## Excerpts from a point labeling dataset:
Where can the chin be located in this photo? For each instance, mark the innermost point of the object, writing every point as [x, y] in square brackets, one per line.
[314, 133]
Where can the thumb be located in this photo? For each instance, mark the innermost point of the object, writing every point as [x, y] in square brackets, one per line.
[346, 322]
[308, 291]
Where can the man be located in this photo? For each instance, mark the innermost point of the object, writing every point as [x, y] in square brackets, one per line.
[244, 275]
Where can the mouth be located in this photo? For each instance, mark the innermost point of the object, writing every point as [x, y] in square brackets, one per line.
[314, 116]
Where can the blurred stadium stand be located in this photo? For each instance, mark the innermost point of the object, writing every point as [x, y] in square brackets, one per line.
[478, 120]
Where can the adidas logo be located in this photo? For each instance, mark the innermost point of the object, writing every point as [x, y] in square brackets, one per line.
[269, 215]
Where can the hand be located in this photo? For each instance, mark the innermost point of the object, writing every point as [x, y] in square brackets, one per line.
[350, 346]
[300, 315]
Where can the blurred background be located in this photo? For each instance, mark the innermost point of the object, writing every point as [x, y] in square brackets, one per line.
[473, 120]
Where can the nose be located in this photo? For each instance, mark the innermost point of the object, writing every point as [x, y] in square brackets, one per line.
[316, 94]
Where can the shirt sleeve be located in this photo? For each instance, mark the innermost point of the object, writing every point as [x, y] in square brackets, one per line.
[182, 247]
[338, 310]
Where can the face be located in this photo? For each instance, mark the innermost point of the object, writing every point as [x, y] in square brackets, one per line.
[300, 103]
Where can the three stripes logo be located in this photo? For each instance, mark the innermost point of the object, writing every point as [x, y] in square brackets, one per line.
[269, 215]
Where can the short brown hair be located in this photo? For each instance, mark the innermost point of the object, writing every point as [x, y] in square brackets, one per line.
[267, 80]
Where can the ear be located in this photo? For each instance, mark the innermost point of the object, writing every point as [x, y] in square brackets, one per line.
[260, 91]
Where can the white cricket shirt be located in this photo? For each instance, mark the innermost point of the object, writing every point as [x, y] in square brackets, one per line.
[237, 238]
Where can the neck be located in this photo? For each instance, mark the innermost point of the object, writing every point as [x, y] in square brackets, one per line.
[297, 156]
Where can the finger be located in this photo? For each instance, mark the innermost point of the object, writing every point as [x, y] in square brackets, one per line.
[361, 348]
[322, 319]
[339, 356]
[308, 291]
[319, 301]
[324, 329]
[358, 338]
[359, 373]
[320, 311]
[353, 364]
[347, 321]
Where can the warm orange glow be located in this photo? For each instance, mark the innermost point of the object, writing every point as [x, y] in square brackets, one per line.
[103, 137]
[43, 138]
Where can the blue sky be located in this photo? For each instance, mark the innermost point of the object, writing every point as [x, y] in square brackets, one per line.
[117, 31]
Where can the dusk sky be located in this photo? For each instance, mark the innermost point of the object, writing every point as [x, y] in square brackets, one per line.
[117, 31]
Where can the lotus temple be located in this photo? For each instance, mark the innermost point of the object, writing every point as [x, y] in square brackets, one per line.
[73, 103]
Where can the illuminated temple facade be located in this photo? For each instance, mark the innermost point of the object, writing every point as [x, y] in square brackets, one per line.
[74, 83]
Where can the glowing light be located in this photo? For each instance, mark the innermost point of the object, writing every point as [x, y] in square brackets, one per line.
...
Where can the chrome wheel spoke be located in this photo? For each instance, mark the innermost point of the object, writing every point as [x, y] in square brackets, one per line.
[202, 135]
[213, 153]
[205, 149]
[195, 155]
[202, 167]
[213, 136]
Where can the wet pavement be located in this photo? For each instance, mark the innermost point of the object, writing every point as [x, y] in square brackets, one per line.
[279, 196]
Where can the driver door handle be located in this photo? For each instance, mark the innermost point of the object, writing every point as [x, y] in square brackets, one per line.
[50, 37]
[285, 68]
* * *
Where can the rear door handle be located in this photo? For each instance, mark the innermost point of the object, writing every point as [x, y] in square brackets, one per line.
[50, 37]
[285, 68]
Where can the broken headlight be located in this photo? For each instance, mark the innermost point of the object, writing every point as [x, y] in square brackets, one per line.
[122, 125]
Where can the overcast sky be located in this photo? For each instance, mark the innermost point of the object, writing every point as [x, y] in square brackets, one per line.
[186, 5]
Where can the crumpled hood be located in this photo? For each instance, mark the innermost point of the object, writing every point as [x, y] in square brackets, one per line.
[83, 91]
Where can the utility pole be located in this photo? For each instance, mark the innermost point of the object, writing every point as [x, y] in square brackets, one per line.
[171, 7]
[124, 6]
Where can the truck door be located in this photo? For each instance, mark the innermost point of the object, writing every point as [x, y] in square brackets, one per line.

## Problem:
Render as a JSON list of strings, one string per line and omitting blank lines, the lines starting at the line that contains "Where can the overcast" and ending at the line that contains "Where can the truck", both included.

## Answer to this task:
[
  "Where can the overcast sky be located in this photo? For each instance, mark the innermost point of the object, writing every point as [x, y] in square brackets, one per line.",
  "[186, 5]",
  "Where can the crumpled hood be located in this photo? For each instance, mark the innermost point of the object, writing every point as [x, y] in square brackets, one per line.",
  "[83, 91]",
  "Where can the utility pole be located in this photo? For each instance, mark the innermost point of the object, writing every point as [x, y] in square brackets, one per line.",
  "[171, 7]",
  "[124, 6]",
  "Where can the truck door be located in this photo? For each instance, mark the innermost point of the object, writing every point as [x, y] in square brackets, one per line."
]